* [Task goal] Write out exactly, with no other output, the lines below from the one that contains "Objective — a point for each instance of the stove" through the end.

* [Data supplied]
-- Begin --

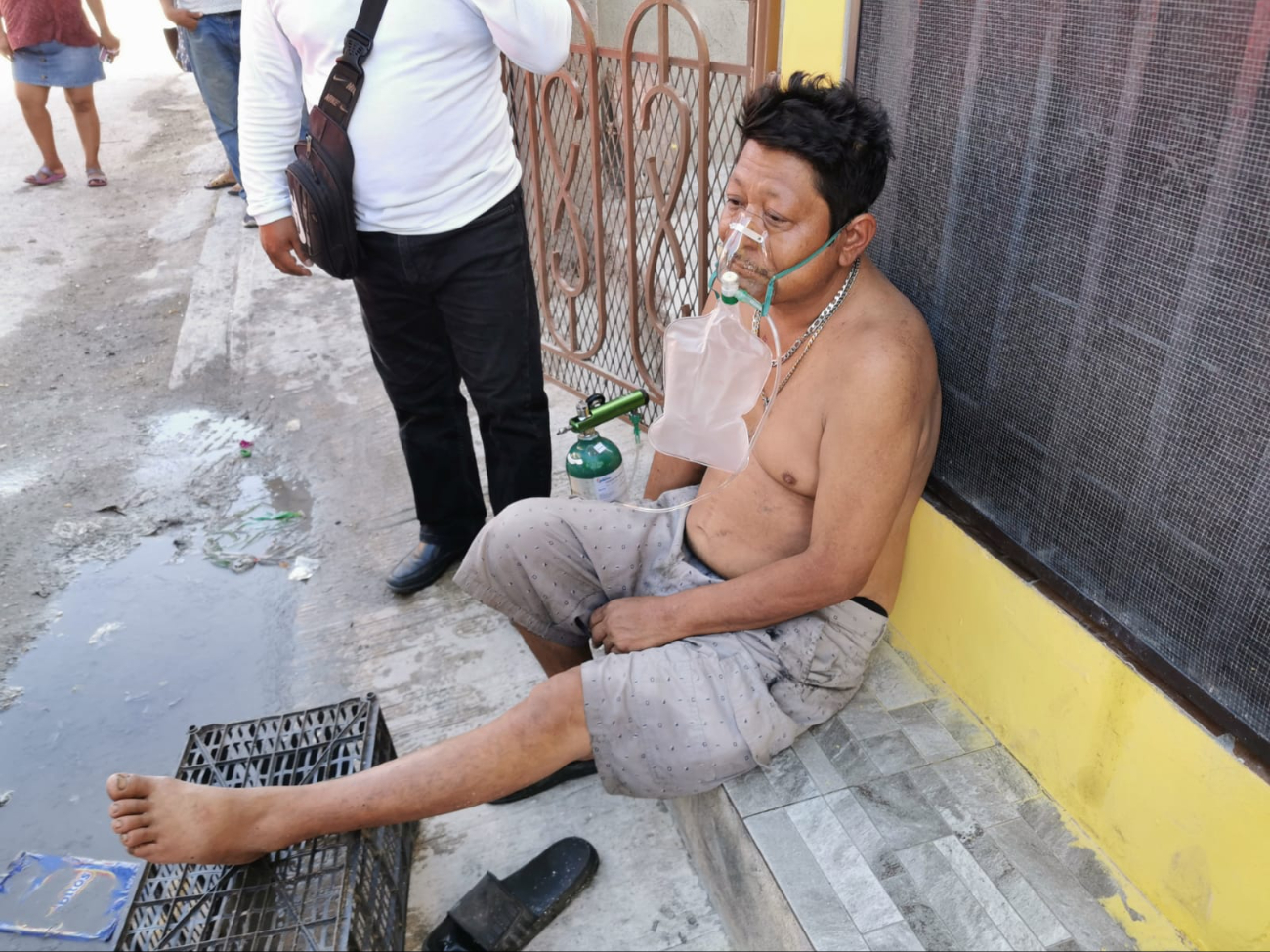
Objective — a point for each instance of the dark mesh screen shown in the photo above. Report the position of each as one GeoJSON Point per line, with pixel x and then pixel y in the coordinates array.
{"type": "Point", "coordinates": [1079, 204]}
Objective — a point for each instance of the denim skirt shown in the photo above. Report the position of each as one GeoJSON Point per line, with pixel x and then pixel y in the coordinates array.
{"type": "Point", "coordinates": [58, 64]}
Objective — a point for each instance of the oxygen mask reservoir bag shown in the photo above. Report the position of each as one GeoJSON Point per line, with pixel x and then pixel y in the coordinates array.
{"type": "Point", "coordinates": [715, 369]}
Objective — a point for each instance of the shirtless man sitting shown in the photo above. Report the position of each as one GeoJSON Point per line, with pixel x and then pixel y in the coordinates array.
{"type": "Point", "coordinates": [731, 626]}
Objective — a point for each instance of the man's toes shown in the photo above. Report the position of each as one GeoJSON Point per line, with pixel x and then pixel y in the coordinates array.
{"type": "Point", "coordinates": [127, 807]}
{"type": "Point", "coordinates": [127, 786]}
{"type": "Point", "coordinates": [138, 838]}
{"type": "Point", "coordinates": [132, 821]}
{"type": "Point", "coordinates": [145, 850]}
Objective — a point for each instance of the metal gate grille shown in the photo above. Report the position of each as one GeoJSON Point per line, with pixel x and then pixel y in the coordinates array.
{"type": "Point", "coordinates": [626, 151]}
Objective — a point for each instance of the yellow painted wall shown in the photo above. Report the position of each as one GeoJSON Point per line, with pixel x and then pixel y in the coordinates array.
{"type": "Point", "coordinates": [812, 33]}
{"type": "Point", "coordinates": [1182, 817]}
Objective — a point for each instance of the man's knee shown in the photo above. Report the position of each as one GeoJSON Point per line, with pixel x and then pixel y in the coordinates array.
{"type": "Point", "coordinates": [519, 525]}
{"type": "Point", "coordinates": [557, 705]}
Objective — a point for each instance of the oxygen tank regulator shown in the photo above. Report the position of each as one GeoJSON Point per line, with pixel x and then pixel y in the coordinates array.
{"type": "Point", "coordinates": [595, 464]}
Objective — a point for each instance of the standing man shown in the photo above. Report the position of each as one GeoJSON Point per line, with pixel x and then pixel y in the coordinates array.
{"type": "Point", "coordinates": [444, 279]}
{"type": "Point", "coordinates": [212, 29]}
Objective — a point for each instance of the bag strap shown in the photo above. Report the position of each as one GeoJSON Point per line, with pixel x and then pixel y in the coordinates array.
{"type": "Point", "coordinates": [344, 84]}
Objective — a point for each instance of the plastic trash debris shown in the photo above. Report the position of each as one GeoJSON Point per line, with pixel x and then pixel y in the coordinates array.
{"type": "Point", "coordinates": [103, 634]}
{"type": "Point", "coordinates": [305, 569]}
{"type": "Point", "coordinates": [64, 896]}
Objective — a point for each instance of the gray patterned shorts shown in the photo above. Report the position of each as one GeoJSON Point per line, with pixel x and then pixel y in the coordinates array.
{"type": "Point", "coordinates": [682, 718]}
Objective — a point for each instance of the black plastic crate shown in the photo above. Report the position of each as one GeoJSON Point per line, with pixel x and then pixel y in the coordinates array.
{"type": "Point", "coordinates": [344, 891]}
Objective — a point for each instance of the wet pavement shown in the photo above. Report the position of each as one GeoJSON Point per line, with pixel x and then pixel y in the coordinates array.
{"type": "Point", "coordinates": [141, 650]}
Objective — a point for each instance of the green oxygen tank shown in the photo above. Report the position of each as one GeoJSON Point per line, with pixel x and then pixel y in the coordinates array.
{"type": "Point", "coordinates": [595, 464]}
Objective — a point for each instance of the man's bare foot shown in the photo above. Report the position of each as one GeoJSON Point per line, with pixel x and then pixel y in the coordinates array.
{"type": "Point", "coordinates": [163, 820]}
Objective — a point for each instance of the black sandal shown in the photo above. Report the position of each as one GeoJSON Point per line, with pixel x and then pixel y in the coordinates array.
{"type": "Point", "coordinates": [574, 770]}
{"type": "Point", "coordinates": [508, 914]}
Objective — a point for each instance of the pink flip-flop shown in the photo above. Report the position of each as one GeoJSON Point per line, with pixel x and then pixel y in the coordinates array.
{"type": "Point", "coordinates": [45, 177]}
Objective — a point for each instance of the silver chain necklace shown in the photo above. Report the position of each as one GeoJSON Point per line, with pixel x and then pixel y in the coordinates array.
{"type": "Point", "coordinates": [812, 331]}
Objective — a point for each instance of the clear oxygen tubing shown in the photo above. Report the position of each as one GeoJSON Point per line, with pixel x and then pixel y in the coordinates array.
{"type": "Point", "coordinates": [753, 439]}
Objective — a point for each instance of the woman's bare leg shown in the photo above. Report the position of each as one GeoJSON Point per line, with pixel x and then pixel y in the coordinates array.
{"type": "Point", "coordinates": [84, 108]}
{"type": "Point", "coordinates": [34, 109]}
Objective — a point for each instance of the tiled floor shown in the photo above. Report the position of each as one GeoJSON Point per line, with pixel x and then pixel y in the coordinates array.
{"type": "Point", "coordinates": [903, 824]}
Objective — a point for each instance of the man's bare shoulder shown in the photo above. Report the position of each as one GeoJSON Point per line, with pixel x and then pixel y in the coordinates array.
{"type": "Point", "coordinates": [885, 347]}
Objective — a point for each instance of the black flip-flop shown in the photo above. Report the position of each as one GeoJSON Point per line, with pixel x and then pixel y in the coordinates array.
{"type": "Point", "coordinates": [507, 914]}
{"type": "Point", "coordinates": [574, 770]}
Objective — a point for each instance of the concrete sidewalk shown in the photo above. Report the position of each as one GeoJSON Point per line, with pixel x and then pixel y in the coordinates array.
{"type": "Point", "coordinates": [440, 661]}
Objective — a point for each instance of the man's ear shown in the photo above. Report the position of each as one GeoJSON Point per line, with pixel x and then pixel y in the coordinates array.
{"type": "Point", "coordinates": [855, 237]}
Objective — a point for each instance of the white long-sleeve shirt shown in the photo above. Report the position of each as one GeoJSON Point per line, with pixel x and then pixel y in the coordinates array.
{"type": "Point", "coordinates": [432, 141]}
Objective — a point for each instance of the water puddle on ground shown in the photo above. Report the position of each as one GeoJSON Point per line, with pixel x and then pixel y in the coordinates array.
{"type": "Point", "coordinates": [144, 647]}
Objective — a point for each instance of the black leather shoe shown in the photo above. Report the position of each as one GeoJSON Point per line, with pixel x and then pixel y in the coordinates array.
{"type": "Point", "coordinates": [424, 565]}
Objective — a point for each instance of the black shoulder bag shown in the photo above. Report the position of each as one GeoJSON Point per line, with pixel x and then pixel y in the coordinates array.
{"type": "Point", "coordinates": [321, 177]}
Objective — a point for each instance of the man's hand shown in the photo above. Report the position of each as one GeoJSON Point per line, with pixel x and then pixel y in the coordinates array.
{"type": "Point", "coordinates": [279, 239]}
{"type": "Point", "coordinates": [182, 18]}
{"type": "Point", "coordinates": [634, 625]}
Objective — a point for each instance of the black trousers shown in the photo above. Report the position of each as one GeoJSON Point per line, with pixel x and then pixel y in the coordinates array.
{"type": "Point", "coordinates": [460, 306]}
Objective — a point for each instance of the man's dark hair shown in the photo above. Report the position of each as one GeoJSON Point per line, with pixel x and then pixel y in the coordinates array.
{"type": "Point", "coordinates": [845, 138]}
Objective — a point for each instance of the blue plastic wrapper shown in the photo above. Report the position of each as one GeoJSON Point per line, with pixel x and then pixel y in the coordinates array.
{"type": "Point", "coordinates": [64, 897]}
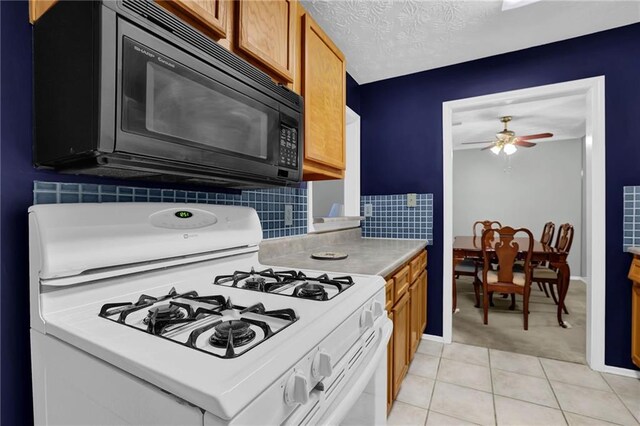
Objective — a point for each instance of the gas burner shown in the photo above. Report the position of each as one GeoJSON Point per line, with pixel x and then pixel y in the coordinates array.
{"type": "Point", "coordinates": [254, 283]}
{"type": "Point", "coordinates": [287, 283]}
{"type": "Point", "coordinates": [235, 332]}
{"type": "Point", "coordinates": [227, 330]}
{"type": "Point", "coordinates": [311, 291]}
{"type": "Point", "coordinates": [164, 312]}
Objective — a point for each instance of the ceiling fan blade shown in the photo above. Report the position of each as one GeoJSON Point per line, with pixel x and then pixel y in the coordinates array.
{"type": "Point", "coordinates": [471, 143]}
{"type": "Point", "coordinates": [524, 144]}
{"type": "Point", "coordinates": [536, 136]}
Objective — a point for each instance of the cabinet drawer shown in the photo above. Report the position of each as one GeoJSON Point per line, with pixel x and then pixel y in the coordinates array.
{"type": "Point", "coordinates": [401, 279]}
{"type": "Point", "coordinates": [389, 294]}
{"type": "Point", "coordinates": [634, 272]}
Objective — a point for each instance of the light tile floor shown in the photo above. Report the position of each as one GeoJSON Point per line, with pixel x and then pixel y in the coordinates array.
{"type": "Point", "coordinates": [459, 384]}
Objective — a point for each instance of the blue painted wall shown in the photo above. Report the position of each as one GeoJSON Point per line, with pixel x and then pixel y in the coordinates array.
{"type": "Point", "coordinates": [402, 143]}
{"type": "Point", "coordinates": [353, 94]}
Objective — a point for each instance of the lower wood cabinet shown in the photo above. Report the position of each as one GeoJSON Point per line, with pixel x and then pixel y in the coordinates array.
{"type": "Point", "coordinates": [415, 319]}
{"type": "Point", "coordinates": [400, 337]}
{"type": "Point", "coordinates": [634, 276]}
{"type": "Point", "coordinates": [406, 303]}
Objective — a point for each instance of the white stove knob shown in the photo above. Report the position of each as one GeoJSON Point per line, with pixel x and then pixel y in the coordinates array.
{"type": "Point", "coordinates": [366, 319]}
{"type": "Point", "coordinates": [321, 365]}
{"type": "Point", "coordinates": [377, 309]}
{"type": "Point", "coordinates": [295, 392]}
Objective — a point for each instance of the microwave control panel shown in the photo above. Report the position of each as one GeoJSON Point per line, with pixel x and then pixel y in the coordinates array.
{"type": "Point", "coordinates": [289, 147]}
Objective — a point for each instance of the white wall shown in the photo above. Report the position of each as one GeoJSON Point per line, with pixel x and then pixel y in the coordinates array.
{"type": "Point", "coordinates": [544, 183]}
{"type": "Point", "coordinates": [325, 194]}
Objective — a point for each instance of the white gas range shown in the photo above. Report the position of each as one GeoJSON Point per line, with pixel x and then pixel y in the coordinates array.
{"type": "Point", "coordinates": [162, 314]}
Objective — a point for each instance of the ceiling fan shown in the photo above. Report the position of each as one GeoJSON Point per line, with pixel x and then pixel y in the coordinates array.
{"type": "Point", "coordinates": [506, 140]}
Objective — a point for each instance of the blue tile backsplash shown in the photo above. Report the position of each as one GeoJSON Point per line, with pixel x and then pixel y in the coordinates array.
{"type": "Point", "coordinates": [631, 237]}
{"type": "Point", "coordinates": [391, 218]}
{"type": "Point", "coordinates": [269, 203]}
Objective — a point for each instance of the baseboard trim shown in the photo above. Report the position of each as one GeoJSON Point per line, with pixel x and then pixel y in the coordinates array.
{"type": "Point", "coordinates": [432, 337]}
{"type": "Point", "coordinates": [621, 371]}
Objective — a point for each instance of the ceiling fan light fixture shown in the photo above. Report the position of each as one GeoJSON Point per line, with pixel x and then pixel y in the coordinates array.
{"type": "Point", "coordinates": [510, 149]}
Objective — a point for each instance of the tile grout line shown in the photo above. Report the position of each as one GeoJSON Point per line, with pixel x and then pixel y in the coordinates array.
{"type": "Point", "coordinates": [619, 398]}
{"type": "Point", "coordinates": [433, 389]}
{"type": "Point", "coordinates": [546, 376]}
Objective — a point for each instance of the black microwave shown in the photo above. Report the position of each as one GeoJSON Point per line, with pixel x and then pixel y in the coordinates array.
{"type": "Point", "coordinates": [125, 89]}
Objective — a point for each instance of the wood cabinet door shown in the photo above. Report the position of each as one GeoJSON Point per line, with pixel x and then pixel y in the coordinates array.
{"type": "Point", "coordinates": [390, 370]}
{"type": "Point", "coordinates": [400, 342]}
{"type": "Point", "coordinates": [415, 305]}
{"type": "Point", "coordinates": [323, 86]}
{"type": "Point", "coordinates": [266, 33]}
{"type": "Point", "coordinates": [208, 16]}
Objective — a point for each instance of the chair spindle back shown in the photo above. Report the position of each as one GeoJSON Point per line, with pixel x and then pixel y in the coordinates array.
{"type": "Point", "coordinates": [565, 237]}
{"type": "Point", "coordinates": [547, 233]}
{"type": "Point", "coordinates": [500, 244]}
{"type": "Point", "coordinates": [486, 224]}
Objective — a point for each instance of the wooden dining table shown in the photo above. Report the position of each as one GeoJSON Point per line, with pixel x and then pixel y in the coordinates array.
{"type": "Point", "coordinates": [465, 246]}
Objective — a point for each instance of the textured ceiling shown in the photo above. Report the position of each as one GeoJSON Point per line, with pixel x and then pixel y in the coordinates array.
{"type": "Point", "coordinates": [564, 117]}
{"type": "Point", "coordinates": [388, 38]}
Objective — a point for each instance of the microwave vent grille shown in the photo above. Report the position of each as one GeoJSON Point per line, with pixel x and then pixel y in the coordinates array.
{"type": "Point", "coordinates": [155, 14]}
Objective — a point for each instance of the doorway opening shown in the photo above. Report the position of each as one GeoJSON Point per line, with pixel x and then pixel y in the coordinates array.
{"type": "Point", "coordinates": [592, 223]}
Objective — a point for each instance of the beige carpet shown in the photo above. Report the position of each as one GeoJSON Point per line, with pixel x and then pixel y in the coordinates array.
{"type": "Point", "coordinates": [505, 329]}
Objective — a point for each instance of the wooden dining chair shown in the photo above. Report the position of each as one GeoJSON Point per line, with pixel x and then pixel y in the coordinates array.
{"type": "Point", "coordinates": [547, 233]}
{"type": "Point", "coordinates": [499, 244]}
{"type": "Point", "coordinates": [470, 266]}
{"type": "Point", "coordinates": [547, 275]}
{"type": "Point", "coordinates": [546, 238]}
{"type": "Point", "coordinates": [486, 224]}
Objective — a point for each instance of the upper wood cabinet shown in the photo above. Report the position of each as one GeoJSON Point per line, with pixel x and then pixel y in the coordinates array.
{"type": "Point", "coordinates": [266, 33]}
{"type": "Point", "coordinates": [38, 7]}
{"type": "Point", "coordinates": [209, 16]}
{"type": "Point", "coordinates": [323, 86]}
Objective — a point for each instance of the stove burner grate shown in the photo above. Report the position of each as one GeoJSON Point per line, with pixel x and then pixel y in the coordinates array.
{"type": "Point", "coordinates": [165, 319]}
{"type": "Point", "coordinates": [311, 291]}
{"type": "Point", "coordinates": [235, 333]}
{"type": "Point", "coordinates": [312, 288]}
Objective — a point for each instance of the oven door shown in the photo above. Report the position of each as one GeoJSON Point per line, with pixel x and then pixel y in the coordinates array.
{"type": "Point", "coordinates": [174, 106]}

-- End --

* [Completed exercise]
Objective — a point for each instance of the stove burner grate shown in the photo above. Report the position of each as one GeoJSON Point per line, with pixel x and then pixel y in the coordinates array.
{"type": "Point", "coordinates": [165, 319]}
{"type": "Point", "coordinates": [311, 291]}
{"type": "Point", "coordinates": [235, 333]}
{"type": "Point", "coordinates": [312, 288]}
Objective — a point for each instance of the oven door shown in the photo above. Report the position of each as one GeoJSON Point per line, with pixel x and then pixel y in the coordinates array.
{"type": "Point", "coordinates": [174, 106]}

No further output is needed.